_Action item_
Down to the final line, print each entry exactly.

(Records from a dataset)
= Beginning of Section =
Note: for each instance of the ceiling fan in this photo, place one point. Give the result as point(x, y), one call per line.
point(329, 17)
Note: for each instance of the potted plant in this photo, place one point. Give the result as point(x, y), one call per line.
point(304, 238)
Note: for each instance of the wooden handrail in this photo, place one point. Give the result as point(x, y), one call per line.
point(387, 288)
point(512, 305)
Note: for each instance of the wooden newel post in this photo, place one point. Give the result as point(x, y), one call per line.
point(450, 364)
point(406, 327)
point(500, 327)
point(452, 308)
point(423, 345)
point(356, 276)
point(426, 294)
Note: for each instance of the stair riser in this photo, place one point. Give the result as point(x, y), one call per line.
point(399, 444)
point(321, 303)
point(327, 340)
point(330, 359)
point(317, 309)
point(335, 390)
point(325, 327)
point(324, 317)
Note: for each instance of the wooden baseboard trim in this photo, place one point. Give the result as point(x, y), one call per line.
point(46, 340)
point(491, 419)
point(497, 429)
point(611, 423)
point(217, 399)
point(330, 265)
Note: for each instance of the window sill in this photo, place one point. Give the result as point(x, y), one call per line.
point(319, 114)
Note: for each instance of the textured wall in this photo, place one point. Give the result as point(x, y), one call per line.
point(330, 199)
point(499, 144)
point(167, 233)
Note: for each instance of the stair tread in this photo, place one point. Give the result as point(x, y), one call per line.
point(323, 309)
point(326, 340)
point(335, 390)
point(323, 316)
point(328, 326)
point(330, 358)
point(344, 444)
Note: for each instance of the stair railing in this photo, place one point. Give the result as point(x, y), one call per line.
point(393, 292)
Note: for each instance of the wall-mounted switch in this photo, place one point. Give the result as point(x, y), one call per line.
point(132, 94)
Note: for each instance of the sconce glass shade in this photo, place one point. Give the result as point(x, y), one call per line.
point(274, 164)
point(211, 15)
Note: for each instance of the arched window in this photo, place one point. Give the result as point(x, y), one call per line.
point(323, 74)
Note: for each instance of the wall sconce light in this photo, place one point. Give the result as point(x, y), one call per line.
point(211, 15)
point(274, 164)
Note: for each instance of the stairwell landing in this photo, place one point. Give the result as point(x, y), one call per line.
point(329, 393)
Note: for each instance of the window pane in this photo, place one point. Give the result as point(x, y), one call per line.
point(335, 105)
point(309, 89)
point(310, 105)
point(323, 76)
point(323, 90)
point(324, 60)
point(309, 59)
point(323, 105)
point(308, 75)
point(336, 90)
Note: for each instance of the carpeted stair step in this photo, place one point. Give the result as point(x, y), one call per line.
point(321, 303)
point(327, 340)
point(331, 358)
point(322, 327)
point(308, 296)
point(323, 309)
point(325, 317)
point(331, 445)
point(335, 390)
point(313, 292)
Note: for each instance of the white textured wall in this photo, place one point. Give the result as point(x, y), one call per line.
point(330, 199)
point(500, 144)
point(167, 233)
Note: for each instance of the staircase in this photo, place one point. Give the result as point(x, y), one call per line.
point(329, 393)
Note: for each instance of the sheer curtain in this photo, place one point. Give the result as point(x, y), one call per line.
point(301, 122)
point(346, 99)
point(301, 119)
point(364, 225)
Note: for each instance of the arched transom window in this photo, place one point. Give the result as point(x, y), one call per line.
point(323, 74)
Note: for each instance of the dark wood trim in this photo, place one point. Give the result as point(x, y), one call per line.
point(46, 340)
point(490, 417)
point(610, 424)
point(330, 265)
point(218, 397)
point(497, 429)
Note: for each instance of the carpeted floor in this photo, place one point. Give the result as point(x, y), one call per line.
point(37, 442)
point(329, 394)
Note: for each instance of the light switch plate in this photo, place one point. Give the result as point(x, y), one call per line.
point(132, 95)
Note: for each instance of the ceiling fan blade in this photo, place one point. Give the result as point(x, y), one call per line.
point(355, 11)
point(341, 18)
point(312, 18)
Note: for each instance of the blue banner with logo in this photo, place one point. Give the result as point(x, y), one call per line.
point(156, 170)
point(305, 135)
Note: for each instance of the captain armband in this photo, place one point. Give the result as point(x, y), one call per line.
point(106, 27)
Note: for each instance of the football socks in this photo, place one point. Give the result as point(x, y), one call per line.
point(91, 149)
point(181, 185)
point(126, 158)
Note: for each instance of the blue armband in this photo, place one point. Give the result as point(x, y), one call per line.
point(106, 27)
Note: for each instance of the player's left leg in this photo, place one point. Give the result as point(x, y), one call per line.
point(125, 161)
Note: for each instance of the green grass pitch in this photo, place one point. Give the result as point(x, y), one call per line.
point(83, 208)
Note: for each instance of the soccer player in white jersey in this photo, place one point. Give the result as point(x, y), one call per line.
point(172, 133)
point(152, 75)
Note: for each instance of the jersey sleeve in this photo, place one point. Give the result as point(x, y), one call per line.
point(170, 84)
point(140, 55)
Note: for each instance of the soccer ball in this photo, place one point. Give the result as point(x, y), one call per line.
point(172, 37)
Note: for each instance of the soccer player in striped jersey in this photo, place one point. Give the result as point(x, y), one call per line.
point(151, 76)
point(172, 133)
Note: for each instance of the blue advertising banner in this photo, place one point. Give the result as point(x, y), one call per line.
= End of Section =
_Result for this task_
Note: for each instance of the ceiling fan in this photo, place one point. Give the result as point(x, y), one call per line.
point(329, 17)
Note: for each instance of the potted plant in this photo, place one point. Give the result as point(x, y), one call per line.
point(304, 238)
Note: for each instance of the wooden handrail in this photo, place one point. Give the result as point(x, y), one call per line.
point(387, 288)
point(512, 305)
Note: for each instance of the wooden newel post in this photo, place one point. Give the result as point(x, y), one call per line.
point(450, 364)
point(406, 327)
point(500, 327)
point(452, 308)
point(423, 345)
point(356, 276)
point(426, 294)
Note: for each instance of the stair riser in this photo, place one point. Give the result as point(x, y), one call per line.
point(399, 444)
point(321, 303)
point(327, 340)
point(330, 359)
point(317, 309)
point(335, 390)
point(325, 327)
point(324, 317)
Note: for each instance of the wooden baseboard trim in this photo, place one point. Give the result as point(x, y), one call per line.
point(46, 340)
point(491, 419)
point(497, 429)
point(611, 423)
point(217, 399)
point(330, 265)
Note: for each instance of the window sill in this photo, place one point. Give the result as point(x, y), one call per line.
point(319, 114)
Note: for each instance of the textured wall in this photo, place one point. Give the result as point(x, y), one call per line.
point(330, 199)
point(499, 144)
point(167, 233)
Note: for each instance of the stair tread in this photo, place one point. Give the result as point(x, y), one call per line.
point(323, 309)
point(326, 340)
point(335, 390)
point(323, 316)
point(328, 326)
point(330, 358)
point(344, 444)
Note: for each instance of the stair railing in this photo, place one point. Give the result as point(x, y), one call per line.
point(393, 292)
Note: for each instance of the wall-mounted switch in this photo, place one point. Give the result as point(x, y), one call per line.
point(132, 94)
Note: for each instance of the sconce glass shade in this photo, place one point. Give the result as point(x, y), one call per line.
point(274, 164)
point(211, 15)
Note: for each instance of the arched window in this photo, place one point. Give the result as point(x, y), one call per line.
point(323, 74)
Note: for each instance of the wall sconce light in this photo, place one point. Give the result as point(x, y), one call per line.
point(211, 15)
point(274, 164)
Note: for each instance of the stairwell landing in this photo, place one point. Give the result as point(x, y), one call per line.
point(329, 393)
Note: for each instance of the window pane in this photo, place one point. Give the result as point(x, y), one call per line.
point(335, 105)
point(309, 89)
point(310, 105)
point(323, 76)
point(323, 90)
point(324, 60)
point(309, 59)
point(323, 105)
point(308, 75)
point(336, 90)
Note: for each instance of the carpeted stair step in this photo, place one point. Give the result as point(x, y), one call per line.
point(321, 303)
point(327, 340)
point(331, 358)
point(322, 327)
point(308, 296)
point(323, 309)
point(325, 317)
point(331, 445)
point(335, 390)
point(313, 292)
Note: for each instance of the white textured wall in this photo, place one point. Give the result as point(x, y), one call per line.
point(330, 199)
point(500, 144)
point(167, 233)
Note: for each instance of the staircase in this photo, place one point. Give the result as point(x, y), one call per line.
point(329, 393)
Note: for each instance of the sheer curtain in this photo, place one point. Give the result as point(x, y), one call per line.
point(301, 122)
point(346, 99)
point(301, 119)
point(364, 225)
Note: for each instance of the arched transom window in this photo, place one point. Give the result as point(x, y), one call per line.
point(323, 74)
Note: for each instance of the dark wood trim in this photo, place one point. Give the result as point(x, y), one call per line.
point(46, 340)
point(490, 417)
point(610, 424)
point(330, 265)
point(218, 397)
point(497, 429)
Note: for each instance of the carpeted floor in this photo, place one point. Give the result as point(x, y), one call per line.
point(37, 442)
point(329, 394)
Note: for each instance of the light switch plate in this photo, place one point. Give the result as point(x, y), one call per line.
point(132, 95)
Note: for each instance of the ceiling fan blade in this photo, place one point. Give the result as point(x, y), one call per line.
point(355, 11)
point(341, 18)
point(312, 18)
Note: for each instance of the blue banner with logo in this photo, place one point. Give the result as point(x, y), one call per line.
point(156, 170)
point(305, 135)
Note: for each instance of the captain armband in this photo, place one point. Give the result as point(x, y), one call per line.
point(106, 27)
Note: for each instance of the football socks in this photo, place one point. Give the result as point(x, y), one call per line.
point(91, 149)
point(181, 185)
point(126, 158)
Note: for each instance of the blue armband in this photo, place one point. Give the result as point(x, y), one call per line.
point(106, 27)
Note: for each instance of the player's left leg in this photo, place one point. Give the result as point(x, y), one call per line.
point(125, 161)
Note: for each instance of the green grass pitch in this photo, place one point. Give the result as point(x, y), one call per line.
point(83, 208)
Note: for each instance of the soccer player in white jersey in this photo, place one point. Give the result as point(x, y), one call per line.
point(172, 133)
point(152, 75)
Note: for each instance of the jersey sleeve in this photo, place one point. Give the result as point(x, y), one call per line.
point(170, 84)
point(140, 55)
Note: for each instance of the soccer ball in this photo, place one point. Give the result as point(x, y), one call per line.
point(172, 37)
Note: for each instance of the soccer player in striped jersey in this photo, place one point. Give the result as point(x, y), one call per line.
point(151, 76)
point(172, 133)
Note: for each instance of the blue advertising banner in this photo, place one point. Give the result as point(x, y), one call per line.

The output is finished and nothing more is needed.